**INPUT ROWS**
* * * * *

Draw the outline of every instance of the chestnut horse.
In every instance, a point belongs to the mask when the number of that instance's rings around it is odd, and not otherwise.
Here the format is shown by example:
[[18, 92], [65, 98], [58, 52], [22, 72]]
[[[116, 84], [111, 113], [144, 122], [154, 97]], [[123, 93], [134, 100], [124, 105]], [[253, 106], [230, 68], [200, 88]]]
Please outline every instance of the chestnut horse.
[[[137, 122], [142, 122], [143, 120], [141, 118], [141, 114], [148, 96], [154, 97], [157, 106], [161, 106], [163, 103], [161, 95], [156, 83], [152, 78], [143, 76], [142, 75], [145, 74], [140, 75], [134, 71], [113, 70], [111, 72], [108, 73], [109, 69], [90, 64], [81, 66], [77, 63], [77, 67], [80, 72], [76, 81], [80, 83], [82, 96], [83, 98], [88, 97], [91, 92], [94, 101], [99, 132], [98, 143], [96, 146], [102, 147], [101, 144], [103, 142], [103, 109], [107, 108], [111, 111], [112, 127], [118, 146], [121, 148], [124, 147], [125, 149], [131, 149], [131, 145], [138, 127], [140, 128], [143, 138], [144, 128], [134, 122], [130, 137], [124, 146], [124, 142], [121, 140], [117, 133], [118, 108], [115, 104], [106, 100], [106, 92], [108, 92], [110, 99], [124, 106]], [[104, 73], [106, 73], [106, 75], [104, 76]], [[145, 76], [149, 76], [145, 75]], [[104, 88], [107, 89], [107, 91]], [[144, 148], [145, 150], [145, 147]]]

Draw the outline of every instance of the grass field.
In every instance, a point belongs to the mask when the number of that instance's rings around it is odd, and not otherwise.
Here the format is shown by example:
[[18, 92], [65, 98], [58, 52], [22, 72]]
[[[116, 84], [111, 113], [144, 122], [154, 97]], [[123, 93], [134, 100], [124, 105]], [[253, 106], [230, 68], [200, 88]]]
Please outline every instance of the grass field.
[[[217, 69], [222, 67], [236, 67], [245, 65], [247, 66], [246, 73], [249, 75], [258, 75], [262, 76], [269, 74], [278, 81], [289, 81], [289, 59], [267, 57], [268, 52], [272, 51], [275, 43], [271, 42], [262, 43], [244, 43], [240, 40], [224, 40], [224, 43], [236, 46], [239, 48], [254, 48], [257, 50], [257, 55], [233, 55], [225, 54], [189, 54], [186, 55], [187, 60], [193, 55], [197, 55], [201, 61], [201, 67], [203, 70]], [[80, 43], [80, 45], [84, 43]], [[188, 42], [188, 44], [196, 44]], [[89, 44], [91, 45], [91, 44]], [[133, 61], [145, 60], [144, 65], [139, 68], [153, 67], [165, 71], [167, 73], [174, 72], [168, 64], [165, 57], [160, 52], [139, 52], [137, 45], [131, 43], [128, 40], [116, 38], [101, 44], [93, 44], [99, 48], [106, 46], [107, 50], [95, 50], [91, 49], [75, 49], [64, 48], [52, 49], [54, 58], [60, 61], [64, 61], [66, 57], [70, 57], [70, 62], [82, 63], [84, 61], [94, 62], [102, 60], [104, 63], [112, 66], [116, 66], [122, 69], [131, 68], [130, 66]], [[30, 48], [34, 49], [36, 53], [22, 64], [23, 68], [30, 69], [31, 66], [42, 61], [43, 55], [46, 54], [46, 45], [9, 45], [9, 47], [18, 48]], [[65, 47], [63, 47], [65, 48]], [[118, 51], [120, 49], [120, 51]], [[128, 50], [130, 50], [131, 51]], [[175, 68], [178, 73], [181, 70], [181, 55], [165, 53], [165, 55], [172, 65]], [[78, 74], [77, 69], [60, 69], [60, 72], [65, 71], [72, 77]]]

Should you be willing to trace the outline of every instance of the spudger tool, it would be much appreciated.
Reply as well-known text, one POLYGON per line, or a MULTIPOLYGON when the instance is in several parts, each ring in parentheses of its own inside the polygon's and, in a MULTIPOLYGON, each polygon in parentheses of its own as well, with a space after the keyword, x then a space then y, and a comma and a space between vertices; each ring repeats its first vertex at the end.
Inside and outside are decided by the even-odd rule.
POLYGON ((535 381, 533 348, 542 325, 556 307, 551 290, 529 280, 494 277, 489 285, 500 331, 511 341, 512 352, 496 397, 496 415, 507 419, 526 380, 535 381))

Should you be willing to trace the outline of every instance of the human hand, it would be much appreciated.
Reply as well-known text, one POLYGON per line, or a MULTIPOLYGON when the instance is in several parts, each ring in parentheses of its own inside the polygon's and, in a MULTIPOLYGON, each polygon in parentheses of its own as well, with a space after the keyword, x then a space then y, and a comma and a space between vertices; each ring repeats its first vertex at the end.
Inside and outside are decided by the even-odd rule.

* * * * *

**TASK BRIEF**
Copy every one of the lines above word for word.

**EXERCISE RESULT**
Draw the outline of every instance of the chestnut horse.
In every instance, a point belongs to the mask when the number of that instance's rings around it is odd, and not otherwise.
Here the format is shown by example:
[[18, 92], [65, 98], [58, 52], [22, 72]]
[[[116, 84], [111, 113], [144, 122], [154, 97]], [[123, 93], [134, 100], [124, 105]], [[253, 106], [230, 68], [200, 88]]]
Please outline every instance of the chestnut horse.
[[[137, 122], [142, 122], [143, 120], [141, 118], [141, 114], [148, 96], [154, 97], [157, 106], [161, 106], [163, 103], [161, 95], [156, 83], [152, 78], [143, 76], [142, 75], [145, 74], [140, 75], [134, 71], [113, 70], [111, 72], [108, 73], [109, 69], [90, 64], [81, 66], [77, 63], [77, 67], [80, 72], [76, 81], [80, 83], [82, 96], [83, 98], [88, 97], [91, 92], [94, 101], [99, 132], [98, 143], [96, 146], [102, 147], [101, 144], [103, 142], [103, 109], [107, 108], [111, 111], [112, 127], [118, 146], [121, 148], [124, 147], [125, 149], [131, 149], [131, 145], [138, 127], [140, 128], [143, 138], [144, 128], [134, 122], [130, 137], [124, 146], [124, 142], [121, 140], [117, 133], [118, 108], [115, 104], [106, 100], [106, 92], [108, 92], [110, 99], [124, 106]], [[104, 73], [106, 73], [106, 75], [104, 76]], [[145, 76], [149, 76], [145, 75]], [[104, 88], [107, 89], [107, 91]], [[144, 148], [145, 150], [145, 147]]]

Draw the outline of every instance of the grass field.
In every instance, a point belongs to the mask when the number of that instance's rings around it is odd, and not otherwise.
Here the format is shown by example:
[[18, 92], [65, 98], [58, 52], [22, 72]]
[[[116, 84], [111, 113], [144, 122], [154, 97]], [[123, 93], [134, 100], [124, 105]], [[253, 106], [230, 68], [200, 88]]]
Please outline every instance of the grass field.
[[[217, 69], [222, 67], [236, 67], [245, 65], [247, 66], [246, 73], [249, 75], [258, 75], [262, 76], [269, 74], [278, 81], [289, 81], [289, 59], [267, 57], [268, 52], [272, 51], [275, 43], [271, 42], [262, 43], [244, 43], [240, 40], [224, 40], [224, 43], [236, 46], [239, 48], [254, 48], [257, 50], [257, 55], [233, 55], [225, 54], [189, 54], [186, 55], [187, 60], [193, 55], [197, 55], [201, 61], [201, 67], [203, 70]], [[80, 43], [80, 45], [84, 43]], [[188, 42], [188, 44], [196, 44]], [[89, 44], [91, 45], [91, 44]], [[133, 61], [145, 60], [144, 65], [139, 68], [153, 67], [165, 71], [167, 73], [174, 72], [168, 64], [165, 57], [160, 52], [139, 52], [137, 45], [131, 43], [128, 40], [116, 38], [101, 44], [93, 44], [99, 48], [106, 46], [107, 50], [95, 50], [91, 49], [75, 49], [64, 48], [52, 49], [54, 58], [60, 61], [64, 61], [66, 57], [70, 57], [70, 62], [82, 63], [84, 61], [94, 62], [102, 60], [104, 63], [112, 66], [116, 66], [122, 69], [131, 68], [130, 66]], [[30, 48], [34, 49], [36, 53], [22, 64], [23, 68], [30, 69], [31, 66], [42, 61], [43, 55], [46, 54], [46, 45], [9, 45], [9, 47], [18, 48]], [[65, 47], [63, 47], [65, 48]], [[118, 51], [120, 49], [120, 51]], [[128, 50], [130, 50], [131, 51]], [[175, 68], [178, 73], [181, 70], [181, 55], [165, 53], [165, 55], [172, 65]], [[78, 74], [77, 69], [60, 69], [60, 72], [65, 71], [72, 77]]]

Should you be willing to trace the outline of every instance of the spudger tool, it would be much appreciated.
Reply as well-known text, one POLYGON per line, or a MULTIPOLYGON when the instance is in several parts, each ring in parentheses of its own inside the polygon's and, in a MULTIPOLYGON, each polygon in parentheses of its own as well, with a space after the keyword, x then a space then y, and a comma and a space between vertices; each ring repeats its first vertex at the end.
Inside and outside are decided by the even-odd rule.
POLYGON ((535 381, 533 348, 542 325, 556 307, 551 290, 529 280, 494 277, 489 285, 500 331, 511 341, 512 352, 496 397, 496 415, 507 419, 526 380, 535 381))

Should you be willing to trace the outline of every instance of the human hand, it would be much appreciated.
Reply as well-known text, one POLYGON per line, or a MULTIPOLYGON when the instance is in several parts, each ring in parentheses of its own inside the polygon's and, in a MULTIPOLYGON, each polygon in parentheses of its own as well, with a space after the keyword, x then a space then y, and a comma and a space between vertices; each ring repeats its first vertex at the end.
Inside and outside are decided by the even-odd rule.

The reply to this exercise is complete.